PROVIDED RECORDS Start Marker

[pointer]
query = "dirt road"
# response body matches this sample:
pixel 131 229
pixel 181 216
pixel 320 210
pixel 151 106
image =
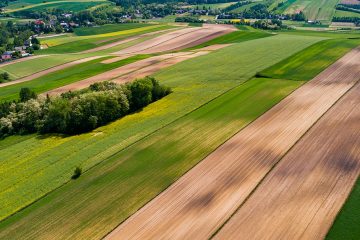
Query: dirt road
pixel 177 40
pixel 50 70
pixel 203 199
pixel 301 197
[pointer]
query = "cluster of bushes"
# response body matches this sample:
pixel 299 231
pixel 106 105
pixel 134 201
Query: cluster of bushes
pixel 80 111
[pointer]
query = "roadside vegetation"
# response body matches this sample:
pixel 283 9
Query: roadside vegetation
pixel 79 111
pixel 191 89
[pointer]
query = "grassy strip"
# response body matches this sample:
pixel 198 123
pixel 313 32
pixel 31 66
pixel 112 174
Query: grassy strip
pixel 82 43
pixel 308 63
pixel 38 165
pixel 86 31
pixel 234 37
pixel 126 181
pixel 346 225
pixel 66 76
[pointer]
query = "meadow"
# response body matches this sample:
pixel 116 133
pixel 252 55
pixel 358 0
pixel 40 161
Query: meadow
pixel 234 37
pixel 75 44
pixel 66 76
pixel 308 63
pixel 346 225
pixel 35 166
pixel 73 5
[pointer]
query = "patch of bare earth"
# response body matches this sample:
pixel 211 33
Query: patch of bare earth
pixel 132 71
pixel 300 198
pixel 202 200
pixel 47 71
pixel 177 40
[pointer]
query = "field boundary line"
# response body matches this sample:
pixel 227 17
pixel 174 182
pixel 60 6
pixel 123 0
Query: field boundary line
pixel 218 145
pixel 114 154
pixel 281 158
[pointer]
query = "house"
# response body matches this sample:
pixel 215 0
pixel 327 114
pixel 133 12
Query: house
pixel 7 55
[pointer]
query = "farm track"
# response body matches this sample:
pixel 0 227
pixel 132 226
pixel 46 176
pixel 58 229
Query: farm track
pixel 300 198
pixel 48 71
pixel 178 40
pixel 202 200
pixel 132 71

PROVIDED RECORDS End Marker
PROVIDED RECORDS Start Marker

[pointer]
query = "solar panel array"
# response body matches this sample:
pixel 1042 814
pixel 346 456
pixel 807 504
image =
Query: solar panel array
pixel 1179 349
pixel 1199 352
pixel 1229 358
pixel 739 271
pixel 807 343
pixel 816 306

PROVIDED RECORDS End Marker

Copy the entries above exactly, but only from the line holding "pixel 40 161" through the line holding "pixel 211 33", both included.

pixel 40 161
Query: meadow
pixel 234 37
pixel 75 44
pixel 66 76
pixel 308 63
pixel 346 225
pixel 35 166
pixel 73 5
[pointer]
query = "patch of bare earth"
# response body matches this sample:
pixel 211 33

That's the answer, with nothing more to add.